• Job A:
According to the comment thread, list the three layers that the parfait settled into, from bottom to top.
• Job B:
Answer these questions using the comment thread:
(i) Which flavor of the parfait is called wonderful?
(ii) At what time in the video does the little girl pour milk into her cereal?
(iii) What food does the commenter who still hates Pop Tarts ask for instead?

• Reading passage:
---*---
Exactly. Just look at ppls grocery cart or the belt of the person in front of you at check out. Hardly any real food in most cases just junk convenience foods. All about I'm so busy...
@@zoshamckinney3271 You want a medal?
Anyone remember jello's 123 parfait? It miraculously would settled into 3 different different layers. One was a clear jello at the bottom, a creamy layer in the middle, and then a frothy foamy top. You would just add water, if i remember correctly, mix it all up, and then let it set in the refrigerator into this beautiful 3 layered parfait dessert. They were delicious. 😊
On occasion we ate that, and also Junket. Both were pretty good.
I loved those!
Oh yes- I wish they still made that, the lime flavor was wonderful, and it looked beautiful!
Oh, 1, 2. 3!!! We loved that. Fun!
I wish my mom was still alive so i could tell her thank you for never feedimg me any of this junk
IKR? I hated Pop Tarts.
We got a few but just occasionally. I still hate Pop Tarts. Give me Buckwheat pancakes any day.
Corn flakes are awesome....
Did you notice at 1:43 when the little girl is pouring milk into her Alphabits cereal. The only visible word you can see in the entire bowl is "BAD"
Always a toy in the cereal
I'm 66 so I can remember that time. The food was not all that different than today. Commercials/marketing is obviously different.
I can do you one better I'm 86 and I remember Grape-Nuts it was awful like eating hard little rocks or kitty litter remember dinty Moore Stew in a can. I think Kellogg's supposed to preferred corn flakes. Yes be sure to get the half gallon I don't remember cool and creamy pudding where was I?
---*---
[Position annotation records]
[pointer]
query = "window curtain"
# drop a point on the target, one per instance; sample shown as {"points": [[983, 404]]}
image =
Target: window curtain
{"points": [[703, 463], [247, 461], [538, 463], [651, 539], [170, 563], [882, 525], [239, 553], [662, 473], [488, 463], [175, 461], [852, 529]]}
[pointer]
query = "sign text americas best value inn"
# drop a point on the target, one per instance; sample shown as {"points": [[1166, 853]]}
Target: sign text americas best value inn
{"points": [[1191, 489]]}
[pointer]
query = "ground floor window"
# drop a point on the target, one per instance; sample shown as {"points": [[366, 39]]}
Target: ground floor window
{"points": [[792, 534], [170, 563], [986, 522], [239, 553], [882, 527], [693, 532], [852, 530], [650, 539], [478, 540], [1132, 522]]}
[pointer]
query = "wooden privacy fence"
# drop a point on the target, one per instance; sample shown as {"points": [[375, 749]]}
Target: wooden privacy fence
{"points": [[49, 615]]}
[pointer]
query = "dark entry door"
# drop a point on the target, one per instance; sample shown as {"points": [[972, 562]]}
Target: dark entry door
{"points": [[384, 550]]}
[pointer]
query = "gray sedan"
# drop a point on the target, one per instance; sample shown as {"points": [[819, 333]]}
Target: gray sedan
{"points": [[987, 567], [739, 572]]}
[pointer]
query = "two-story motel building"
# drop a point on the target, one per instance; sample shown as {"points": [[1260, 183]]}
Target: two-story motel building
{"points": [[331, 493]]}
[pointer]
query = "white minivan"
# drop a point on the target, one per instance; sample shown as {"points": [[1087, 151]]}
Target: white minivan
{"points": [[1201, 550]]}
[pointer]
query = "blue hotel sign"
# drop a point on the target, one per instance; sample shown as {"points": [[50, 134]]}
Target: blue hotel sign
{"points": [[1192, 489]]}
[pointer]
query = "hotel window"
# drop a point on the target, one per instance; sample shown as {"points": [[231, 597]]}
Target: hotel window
---*---
• Worked answer A:
A clear jello layer at the bottom, a creamy layer in the middle, and a frothy foamy layer on top.

• Worked answer B:
(i) Lime
(ii) 1:43
(iii) Buckwheat pancakes